▸ The exercise:
Please recast the rows below, from the line with "Your task is to locate every instance of flag fluttering" up to and including the line with "0,61 -> 46,82", as a JSON list of strings with one string per line and no blank lines. Include only those lines.

▸ Entries:
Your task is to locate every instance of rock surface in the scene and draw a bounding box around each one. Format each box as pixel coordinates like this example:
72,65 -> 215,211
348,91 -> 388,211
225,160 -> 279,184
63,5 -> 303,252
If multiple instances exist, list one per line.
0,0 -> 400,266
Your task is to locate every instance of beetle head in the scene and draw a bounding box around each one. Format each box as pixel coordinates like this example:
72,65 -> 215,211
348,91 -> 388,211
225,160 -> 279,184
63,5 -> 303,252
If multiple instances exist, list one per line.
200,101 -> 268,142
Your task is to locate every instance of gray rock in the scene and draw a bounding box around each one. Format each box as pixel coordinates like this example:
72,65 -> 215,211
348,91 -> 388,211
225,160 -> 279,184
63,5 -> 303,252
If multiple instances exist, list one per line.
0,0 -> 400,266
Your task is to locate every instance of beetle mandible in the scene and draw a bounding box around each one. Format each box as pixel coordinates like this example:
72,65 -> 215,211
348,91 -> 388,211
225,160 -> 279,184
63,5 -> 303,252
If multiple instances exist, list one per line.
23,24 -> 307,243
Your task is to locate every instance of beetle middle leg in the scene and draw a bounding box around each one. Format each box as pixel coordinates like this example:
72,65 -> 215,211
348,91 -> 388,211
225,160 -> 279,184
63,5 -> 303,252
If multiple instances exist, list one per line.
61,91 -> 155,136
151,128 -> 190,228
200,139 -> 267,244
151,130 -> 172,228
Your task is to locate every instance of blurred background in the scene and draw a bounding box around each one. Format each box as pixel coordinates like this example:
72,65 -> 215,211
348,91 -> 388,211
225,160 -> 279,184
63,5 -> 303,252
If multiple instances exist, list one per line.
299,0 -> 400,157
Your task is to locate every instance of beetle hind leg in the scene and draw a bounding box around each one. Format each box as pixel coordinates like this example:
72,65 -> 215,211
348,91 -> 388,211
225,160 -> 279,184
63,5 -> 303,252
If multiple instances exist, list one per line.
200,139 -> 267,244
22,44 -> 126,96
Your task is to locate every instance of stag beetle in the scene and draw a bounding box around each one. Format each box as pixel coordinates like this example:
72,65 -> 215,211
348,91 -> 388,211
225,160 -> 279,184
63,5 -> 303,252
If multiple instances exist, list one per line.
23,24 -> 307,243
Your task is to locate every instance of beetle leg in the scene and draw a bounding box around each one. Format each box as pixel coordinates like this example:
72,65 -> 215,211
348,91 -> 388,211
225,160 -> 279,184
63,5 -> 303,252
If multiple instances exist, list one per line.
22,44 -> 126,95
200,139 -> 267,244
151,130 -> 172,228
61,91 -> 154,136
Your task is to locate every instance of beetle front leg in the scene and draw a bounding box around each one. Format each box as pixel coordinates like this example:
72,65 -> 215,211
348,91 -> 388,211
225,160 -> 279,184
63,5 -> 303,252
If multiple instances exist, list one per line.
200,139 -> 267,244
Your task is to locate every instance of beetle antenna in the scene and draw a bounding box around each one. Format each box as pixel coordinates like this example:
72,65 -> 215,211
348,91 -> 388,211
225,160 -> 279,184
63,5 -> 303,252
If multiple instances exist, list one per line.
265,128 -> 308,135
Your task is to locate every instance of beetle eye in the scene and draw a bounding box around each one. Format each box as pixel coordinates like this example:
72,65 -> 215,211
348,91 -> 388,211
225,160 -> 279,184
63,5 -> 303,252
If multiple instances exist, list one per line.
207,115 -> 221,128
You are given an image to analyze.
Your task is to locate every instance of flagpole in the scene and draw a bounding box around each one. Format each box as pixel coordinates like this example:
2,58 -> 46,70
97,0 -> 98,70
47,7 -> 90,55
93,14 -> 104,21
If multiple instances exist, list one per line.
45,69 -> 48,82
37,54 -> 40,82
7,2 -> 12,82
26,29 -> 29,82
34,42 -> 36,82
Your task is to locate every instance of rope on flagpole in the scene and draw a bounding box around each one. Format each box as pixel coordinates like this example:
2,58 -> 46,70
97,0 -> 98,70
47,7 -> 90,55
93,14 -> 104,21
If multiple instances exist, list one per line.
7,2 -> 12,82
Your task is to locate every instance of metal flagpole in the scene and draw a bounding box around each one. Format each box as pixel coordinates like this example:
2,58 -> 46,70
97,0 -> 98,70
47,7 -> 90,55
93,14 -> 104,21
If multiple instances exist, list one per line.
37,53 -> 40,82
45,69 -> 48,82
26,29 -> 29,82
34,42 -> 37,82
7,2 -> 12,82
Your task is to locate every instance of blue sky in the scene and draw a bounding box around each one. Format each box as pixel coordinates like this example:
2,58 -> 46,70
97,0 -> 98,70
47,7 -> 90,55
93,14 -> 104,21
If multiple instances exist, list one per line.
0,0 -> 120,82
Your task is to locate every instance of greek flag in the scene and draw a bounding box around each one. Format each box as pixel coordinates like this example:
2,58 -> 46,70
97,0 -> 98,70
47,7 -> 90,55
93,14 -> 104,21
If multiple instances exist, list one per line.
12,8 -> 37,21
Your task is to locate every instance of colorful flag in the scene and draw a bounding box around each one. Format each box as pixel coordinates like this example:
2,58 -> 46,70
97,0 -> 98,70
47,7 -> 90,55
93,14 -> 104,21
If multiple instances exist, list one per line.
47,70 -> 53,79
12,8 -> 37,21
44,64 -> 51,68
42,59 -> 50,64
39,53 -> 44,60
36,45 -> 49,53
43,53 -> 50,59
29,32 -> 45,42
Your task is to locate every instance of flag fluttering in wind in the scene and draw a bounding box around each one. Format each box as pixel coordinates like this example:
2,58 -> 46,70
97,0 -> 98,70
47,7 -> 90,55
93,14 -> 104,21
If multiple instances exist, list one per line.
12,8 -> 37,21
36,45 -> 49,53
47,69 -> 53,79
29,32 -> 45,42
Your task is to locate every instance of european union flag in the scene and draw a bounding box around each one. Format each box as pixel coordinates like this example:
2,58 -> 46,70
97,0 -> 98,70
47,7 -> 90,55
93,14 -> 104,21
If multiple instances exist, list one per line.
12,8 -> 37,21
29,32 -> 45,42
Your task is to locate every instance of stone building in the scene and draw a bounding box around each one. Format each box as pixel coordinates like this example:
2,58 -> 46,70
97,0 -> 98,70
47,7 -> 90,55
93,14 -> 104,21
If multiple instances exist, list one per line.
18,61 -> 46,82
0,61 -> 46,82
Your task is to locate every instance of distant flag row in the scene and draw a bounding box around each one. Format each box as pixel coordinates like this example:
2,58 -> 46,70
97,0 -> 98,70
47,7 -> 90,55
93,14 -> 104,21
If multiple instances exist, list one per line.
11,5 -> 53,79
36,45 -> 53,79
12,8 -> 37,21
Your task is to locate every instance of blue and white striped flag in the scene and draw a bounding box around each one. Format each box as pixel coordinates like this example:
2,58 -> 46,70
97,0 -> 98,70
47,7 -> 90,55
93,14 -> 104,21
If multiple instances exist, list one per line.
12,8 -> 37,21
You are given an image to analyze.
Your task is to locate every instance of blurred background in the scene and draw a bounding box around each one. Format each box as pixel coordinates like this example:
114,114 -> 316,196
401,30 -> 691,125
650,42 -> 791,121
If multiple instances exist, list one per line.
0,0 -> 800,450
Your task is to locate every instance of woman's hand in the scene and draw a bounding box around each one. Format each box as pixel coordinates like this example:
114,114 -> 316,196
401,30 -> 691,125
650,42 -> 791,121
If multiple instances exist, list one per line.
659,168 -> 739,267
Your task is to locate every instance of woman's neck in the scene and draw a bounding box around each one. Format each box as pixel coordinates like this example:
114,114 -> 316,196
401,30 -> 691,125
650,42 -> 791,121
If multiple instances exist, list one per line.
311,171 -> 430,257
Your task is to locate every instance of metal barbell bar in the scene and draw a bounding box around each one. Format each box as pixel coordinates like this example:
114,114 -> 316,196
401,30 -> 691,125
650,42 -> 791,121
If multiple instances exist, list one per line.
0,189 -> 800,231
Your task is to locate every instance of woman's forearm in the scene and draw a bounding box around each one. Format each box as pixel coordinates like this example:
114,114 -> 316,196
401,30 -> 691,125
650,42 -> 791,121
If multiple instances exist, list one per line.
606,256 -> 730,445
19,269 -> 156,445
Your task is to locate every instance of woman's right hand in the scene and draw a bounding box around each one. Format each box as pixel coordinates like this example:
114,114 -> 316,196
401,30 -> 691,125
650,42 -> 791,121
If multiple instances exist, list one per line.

▸ Task solution:
[
  "Your task is to locate every instance of flag fluttering in wind in the scene and draw a bounding box around each one. Format each box as pixel coordinates like this example:",
  "2,58 -> 46,70",
  "97,0 -> 98,70",
  "47,7 -> 90,55",
  "93,14 -> 104,21",
  "If multiple instances exist, list one per line.",
  "12,8 -> 37,21",
  "36,45 -> 49,53",
  "47,69 -> 53,79",
  "29,32 -> 45,42",
  "Your task is to locate every instance of european union flag in the scene and draw a bounding box around each one. Format each box as pixel coordinates like this example:",
  "2,58 -> 46,70",
  "97,0 -> 98,70",
  "47,7 -> 90,55",
  "93,14 -> 104,21",
  "If multiple instances exist, list one per line.",
  "12,8 -> 37,21",
  "29,32 -> 45,42",
  "Your task is to locate every instance of stone building in the scene and draw a bounding box around each one. Format each box as pixel coordinates like this example:",
  "2,58 -> 46,70",
  "97,0 -> 98,70",
  "47,7 -> 90,55",
  "93,14 -> 104,21",
  "If multiple instances exist, list one per line.",
  "18,61 -> 46,82",
  "0,61 -> 46,82"
]